## EXERCISE INSTRUCTIONS
**A.** Please answer these questions about the excerpt on the Talmud chapter 'Elu metziot', one answer per line, marked the same way:
(i) What does this year's course require of participants?
(ii) Which two commandments does the chapter deal with?
(iii) In which two places in the Torah do these commandments appear?
**B.** Carry the excerpt on the Talmud chapter 'Elu metziot' forward from its final sentence, keeping its subject and style.

Ritual law that we practice at regular intervals, like the laws of
Shabbat or the laws of blessings, may seem to be a more pressing item on the
Talmud curriculum. By beginning
with a chapter that is on the one hand applicable to our lives but at the same
time not part of its ritual aspect, we are sending a message to our
students and ourselves that the Torah demands integration.
The holiness demanded of us cannot be achieved solely through ritual or
conventional religiosity. We are
commanded to pursue holiness in our interpersonal dealings, as exemplified in
the commandment to return a lost object.
Finally, starting with ‘Elu metziot’ sends us another
message. Most of the legal
discussion that we will encounter is not directly applicable to our lives, even
if the general topic of returning lost objects is. By beginning with such a chapter, we
train ourselves in the value of Torah Le-Shma, of Torah for it own sake. We join in the community of learning for
whom the point of the learning is the fulfillment of the divine command to
learn. Learning becomes an end in
itself, and ultimately, one of the central ways in which a Jew worships the
Creator.
This year’s
course does not require having participated in last year’s course. In fact, all that is required is the
ability to read basic Hebrew, and the willingness to exert some effort on a
regular basis in order to attain the skills needed to set sail in the ‘
Chapter
Elu Metziot
As
mentioned above, the subject of our chapter is the laws pertaining to lost
objects. The Talmud, in its way,
does not introduce a topic in a logical order but rather dives right into a
discussion of particular cases and laws.
This discussion assumes the knowledge of the basic norms and concepts
that underwrite the specifics being discussed. In our case, the issue at hand is the
fulfillment of two commandments:
The first is the positive commandment to return lost objects. The second
is the prohibition to ignore a lost object so as not to be responsible for
returning it. These commandments
appear in the Torah in two places:
Shemot
(Exodus) 23:4
“If thou meet thine enemy's ox or his ass
going astray, thou shalt surely bring it back to him again.”
Devarim (Deuteronomy) 22:1-3
1) Thou shalt not see thy
brother's ox or his sheep driven away, and hide thyself from them; thou shalt
surely bring them back unto thy brother.

## LISTING

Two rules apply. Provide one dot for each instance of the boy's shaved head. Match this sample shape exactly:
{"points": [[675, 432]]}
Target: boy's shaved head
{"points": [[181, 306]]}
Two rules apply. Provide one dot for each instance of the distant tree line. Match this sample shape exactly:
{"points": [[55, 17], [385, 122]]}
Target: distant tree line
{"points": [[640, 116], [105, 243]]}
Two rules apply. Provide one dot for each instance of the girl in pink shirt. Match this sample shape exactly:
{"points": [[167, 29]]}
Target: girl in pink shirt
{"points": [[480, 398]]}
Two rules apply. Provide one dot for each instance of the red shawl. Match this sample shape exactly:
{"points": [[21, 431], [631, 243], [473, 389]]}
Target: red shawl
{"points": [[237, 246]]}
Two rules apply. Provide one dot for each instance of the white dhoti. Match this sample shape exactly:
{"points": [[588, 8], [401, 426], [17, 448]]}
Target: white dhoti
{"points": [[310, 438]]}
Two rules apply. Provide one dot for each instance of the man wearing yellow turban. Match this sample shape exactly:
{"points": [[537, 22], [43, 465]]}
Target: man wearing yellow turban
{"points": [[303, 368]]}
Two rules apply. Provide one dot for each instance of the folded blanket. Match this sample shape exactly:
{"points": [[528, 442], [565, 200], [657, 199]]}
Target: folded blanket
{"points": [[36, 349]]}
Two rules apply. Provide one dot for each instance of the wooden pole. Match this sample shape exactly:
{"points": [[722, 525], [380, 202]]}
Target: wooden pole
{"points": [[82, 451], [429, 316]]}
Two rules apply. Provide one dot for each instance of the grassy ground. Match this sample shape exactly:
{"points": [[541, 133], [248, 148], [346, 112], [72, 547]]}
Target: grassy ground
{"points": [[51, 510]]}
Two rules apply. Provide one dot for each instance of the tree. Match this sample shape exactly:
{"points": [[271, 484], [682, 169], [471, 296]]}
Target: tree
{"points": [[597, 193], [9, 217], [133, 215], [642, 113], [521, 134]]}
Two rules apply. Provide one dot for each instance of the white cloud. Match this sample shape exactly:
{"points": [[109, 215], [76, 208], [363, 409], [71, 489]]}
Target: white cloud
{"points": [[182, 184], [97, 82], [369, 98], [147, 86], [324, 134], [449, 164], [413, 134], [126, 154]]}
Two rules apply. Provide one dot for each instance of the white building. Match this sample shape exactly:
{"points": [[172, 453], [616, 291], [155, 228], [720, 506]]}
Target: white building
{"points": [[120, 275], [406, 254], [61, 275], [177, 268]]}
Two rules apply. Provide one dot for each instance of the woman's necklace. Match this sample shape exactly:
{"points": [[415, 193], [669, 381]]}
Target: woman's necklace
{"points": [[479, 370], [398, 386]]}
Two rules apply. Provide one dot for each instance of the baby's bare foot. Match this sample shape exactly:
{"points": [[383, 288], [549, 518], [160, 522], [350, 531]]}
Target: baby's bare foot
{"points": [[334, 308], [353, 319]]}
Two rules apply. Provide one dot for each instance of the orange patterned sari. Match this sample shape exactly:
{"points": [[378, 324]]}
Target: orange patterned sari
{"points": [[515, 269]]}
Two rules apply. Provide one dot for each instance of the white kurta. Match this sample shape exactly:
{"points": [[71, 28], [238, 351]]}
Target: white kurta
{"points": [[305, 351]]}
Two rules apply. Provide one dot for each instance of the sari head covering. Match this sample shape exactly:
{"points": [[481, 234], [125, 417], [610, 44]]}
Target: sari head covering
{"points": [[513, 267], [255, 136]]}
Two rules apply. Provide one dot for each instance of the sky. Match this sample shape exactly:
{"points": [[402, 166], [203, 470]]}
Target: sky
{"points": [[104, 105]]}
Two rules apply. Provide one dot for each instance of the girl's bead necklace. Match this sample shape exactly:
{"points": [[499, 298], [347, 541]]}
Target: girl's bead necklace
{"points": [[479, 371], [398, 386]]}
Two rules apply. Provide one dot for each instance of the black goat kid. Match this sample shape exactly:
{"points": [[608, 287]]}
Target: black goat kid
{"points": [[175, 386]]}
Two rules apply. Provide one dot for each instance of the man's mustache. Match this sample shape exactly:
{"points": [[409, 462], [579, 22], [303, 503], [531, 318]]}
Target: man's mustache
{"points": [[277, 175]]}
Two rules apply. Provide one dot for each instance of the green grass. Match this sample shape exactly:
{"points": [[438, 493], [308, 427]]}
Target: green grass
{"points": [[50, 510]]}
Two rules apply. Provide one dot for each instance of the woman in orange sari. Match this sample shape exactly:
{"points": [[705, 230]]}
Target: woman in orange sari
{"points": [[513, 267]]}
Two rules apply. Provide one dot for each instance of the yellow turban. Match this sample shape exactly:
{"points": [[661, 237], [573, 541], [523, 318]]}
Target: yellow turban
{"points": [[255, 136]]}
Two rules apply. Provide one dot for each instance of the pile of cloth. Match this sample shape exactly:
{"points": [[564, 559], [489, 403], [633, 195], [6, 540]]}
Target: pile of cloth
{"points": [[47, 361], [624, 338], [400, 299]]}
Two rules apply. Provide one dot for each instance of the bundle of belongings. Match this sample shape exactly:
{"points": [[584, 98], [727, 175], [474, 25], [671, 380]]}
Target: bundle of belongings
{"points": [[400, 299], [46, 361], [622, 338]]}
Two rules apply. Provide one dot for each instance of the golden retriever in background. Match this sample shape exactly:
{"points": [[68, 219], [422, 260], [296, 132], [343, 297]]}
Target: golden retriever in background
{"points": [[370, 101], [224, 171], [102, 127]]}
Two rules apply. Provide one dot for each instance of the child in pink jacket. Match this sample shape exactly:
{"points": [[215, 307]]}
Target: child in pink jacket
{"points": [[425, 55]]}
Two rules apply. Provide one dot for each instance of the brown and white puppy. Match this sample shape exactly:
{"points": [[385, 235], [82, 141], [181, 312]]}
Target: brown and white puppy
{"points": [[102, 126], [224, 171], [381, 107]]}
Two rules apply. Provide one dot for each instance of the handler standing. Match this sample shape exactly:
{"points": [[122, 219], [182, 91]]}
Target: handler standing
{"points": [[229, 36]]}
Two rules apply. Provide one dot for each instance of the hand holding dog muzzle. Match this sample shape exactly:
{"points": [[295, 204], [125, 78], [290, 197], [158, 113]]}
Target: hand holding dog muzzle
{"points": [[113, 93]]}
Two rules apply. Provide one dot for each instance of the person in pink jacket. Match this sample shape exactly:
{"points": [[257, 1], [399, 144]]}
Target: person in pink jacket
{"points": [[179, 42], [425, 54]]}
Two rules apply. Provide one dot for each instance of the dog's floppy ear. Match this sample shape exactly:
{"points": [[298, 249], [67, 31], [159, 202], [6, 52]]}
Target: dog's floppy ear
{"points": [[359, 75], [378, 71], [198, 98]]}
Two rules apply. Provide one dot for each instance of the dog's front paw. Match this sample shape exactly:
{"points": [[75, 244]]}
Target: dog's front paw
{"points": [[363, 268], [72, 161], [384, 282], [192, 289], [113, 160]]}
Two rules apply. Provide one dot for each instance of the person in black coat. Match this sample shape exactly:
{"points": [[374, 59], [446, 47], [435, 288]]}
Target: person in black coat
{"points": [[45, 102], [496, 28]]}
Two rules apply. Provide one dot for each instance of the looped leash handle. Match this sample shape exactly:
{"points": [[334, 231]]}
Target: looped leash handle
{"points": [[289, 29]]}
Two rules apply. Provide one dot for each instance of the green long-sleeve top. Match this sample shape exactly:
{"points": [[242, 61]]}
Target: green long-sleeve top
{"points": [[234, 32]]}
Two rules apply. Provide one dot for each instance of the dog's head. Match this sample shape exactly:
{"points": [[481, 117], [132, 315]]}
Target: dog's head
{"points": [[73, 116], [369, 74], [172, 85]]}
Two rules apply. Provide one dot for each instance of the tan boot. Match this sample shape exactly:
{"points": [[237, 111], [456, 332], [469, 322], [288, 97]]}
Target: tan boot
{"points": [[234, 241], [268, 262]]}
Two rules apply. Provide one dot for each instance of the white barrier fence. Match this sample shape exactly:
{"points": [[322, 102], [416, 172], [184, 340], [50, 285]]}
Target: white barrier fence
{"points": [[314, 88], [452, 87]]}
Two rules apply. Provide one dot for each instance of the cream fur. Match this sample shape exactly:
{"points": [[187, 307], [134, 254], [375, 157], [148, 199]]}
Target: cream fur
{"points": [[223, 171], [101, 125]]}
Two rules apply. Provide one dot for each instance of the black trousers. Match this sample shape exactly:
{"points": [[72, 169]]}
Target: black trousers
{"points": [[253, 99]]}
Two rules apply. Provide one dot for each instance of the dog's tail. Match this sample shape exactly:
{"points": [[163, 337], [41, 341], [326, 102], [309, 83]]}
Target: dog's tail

## THE RESPONSES
**A.**
(i) The ability to read basic Hebrew and the willingness to exert some effort on a regular basis.
(ii) The positive commandment to return lost objects, and the prohibition against ignoring a lost object to avoid being responsible for returning it.
(iii) Shemot (Exodus) 23:4 and Devarim (Deuteronomy) 22:1-3.

**B.**
2) And if thy brother be not
nigh unto thee, and thou know him not, then thou shalt bring it home to thy
house, and it shall be with thee until thy brother require it, and thou shalt
restore it to him. 3) And so shalt
thou do with his ass; and so shalt thou do with his garment; and so shalt thou
do with every lost thing of thy brother's, which he hath lost, and thou hast
found; thou mayest not hide thyself. (JPS
translation).
We can see that the Torah rejects the principle “finder’s keepers, loser’s weepers’. One is commanded to return lost objects to their rightful owner. If this is too difficult, then one must hold the lost object until it can be returned to its owner. The verses provide us with the general attitude of the Torah as related to lost objects, but much remains unsaid: Must all lost objects be kept for the owner? How is the owner to identify that the object is his or hers? How do we prevent someone from “collecting” a lost object does not really belong to him or her? What if it is impossible to identify the owner of the lost object? All of these questions and more are addressed in the Talmudic discussion of these mitzvot. At times this might not be obvious, as the Talmud generally deals with very concrete cases. As we proceed, part of what we need to learn how to do is to find how the specifics discussed in the Mishna and Gemara addresses the questions listed above. Now to work!
Open your gemara to
page 21a or click here. Read the mishna. When
interpreting the mishna, you should make use of
the following technique: many
mishnayot(plural of mishna) that have legal content (and almost all of them do)
can be analyzed into component parts of a case, and the relevant law (din)
as applied to that case. The case
is the setting, the real world situation to addressed, while the din is
the normative response to that setting.
There will never be a machloket (disagreement) about a case
– that would make no sense, since the case is merely the description of a
situation. On the other hand, you
will find disagreements (machlokot – plural) about dinim
(plural of din) in nearly every mishna. The din, depending upon the
context, will be described usually using words with normative or regulative
content: Chayav (liable), patur
(not liable), asur (forbidden), mutar (permitted). Occasionally, you will come across
mishnayot that are not structured this way, either because they do not contain
legal content at all (e.g. Pirkei Avot) or because they are straight
descriptions of legal principles (e.g.the first two chapters of Bava
Kama). As you become more familiar
with the material, it will become easy to recognize which mishnayot fit this
model and when this analytical technique is appropriate. It is a good idea to train yourself to
automatically analyze a mishna (or other halachic statement) that is structured
in this way in terms of case and din. Let us apply this technique to our
mishna.

The
mishna begins with a generalization:
“Some finds belong to the finder; others must be announced.”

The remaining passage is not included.